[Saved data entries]
* * * *

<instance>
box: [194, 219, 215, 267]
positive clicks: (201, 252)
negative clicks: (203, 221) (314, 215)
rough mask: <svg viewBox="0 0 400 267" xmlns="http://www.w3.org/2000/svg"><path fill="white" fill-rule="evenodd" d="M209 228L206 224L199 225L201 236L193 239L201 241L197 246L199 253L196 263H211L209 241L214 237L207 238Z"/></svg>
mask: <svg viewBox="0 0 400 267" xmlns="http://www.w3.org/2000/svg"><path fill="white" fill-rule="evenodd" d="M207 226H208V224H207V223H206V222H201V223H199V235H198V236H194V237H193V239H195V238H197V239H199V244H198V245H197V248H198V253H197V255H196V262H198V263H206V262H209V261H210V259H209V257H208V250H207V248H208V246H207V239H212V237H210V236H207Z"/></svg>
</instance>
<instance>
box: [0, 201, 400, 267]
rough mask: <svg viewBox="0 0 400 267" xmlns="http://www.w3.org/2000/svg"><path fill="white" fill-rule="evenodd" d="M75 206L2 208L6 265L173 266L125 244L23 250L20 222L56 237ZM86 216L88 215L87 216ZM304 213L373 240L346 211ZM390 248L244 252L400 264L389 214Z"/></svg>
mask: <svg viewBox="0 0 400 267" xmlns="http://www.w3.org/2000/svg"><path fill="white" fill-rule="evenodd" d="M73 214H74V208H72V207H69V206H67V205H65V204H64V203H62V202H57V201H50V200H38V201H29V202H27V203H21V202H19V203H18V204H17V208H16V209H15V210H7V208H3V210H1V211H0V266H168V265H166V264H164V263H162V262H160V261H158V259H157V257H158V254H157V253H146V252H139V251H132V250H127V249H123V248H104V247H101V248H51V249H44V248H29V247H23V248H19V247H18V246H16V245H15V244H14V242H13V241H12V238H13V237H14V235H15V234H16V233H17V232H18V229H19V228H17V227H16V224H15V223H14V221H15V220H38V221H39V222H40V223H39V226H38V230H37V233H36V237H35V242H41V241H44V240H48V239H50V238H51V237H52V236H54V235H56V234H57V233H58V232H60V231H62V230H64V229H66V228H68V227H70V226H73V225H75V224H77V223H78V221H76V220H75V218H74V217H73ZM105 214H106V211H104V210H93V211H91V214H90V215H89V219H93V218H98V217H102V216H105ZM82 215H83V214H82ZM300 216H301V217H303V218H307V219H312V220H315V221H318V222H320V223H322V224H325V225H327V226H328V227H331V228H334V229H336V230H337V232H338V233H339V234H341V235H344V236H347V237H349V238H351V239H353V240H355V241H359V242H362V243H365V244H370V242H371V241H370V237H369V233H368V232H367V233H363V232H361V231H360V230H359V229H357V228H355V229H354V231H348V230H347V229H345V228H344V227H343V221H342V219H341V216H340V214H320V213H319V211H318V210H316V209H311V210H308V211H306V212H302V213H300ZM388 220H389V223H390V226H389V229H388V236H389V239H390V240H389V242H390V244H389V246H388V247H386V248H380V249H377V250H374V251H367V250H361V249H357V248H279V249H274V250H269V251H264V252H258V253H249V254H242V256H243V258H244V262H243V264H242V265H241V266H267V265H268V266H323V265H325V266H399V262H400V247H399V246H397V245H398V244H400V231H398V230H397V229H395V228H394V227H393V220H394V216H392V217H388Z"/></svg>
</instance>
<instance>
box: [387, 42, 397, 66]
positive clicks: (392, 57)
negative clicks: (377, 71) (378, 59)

* * * *

> [What the task requires]: Line count for "positive": state how many lines of the records contain it, and give only the number.

> [Exercise result]: 2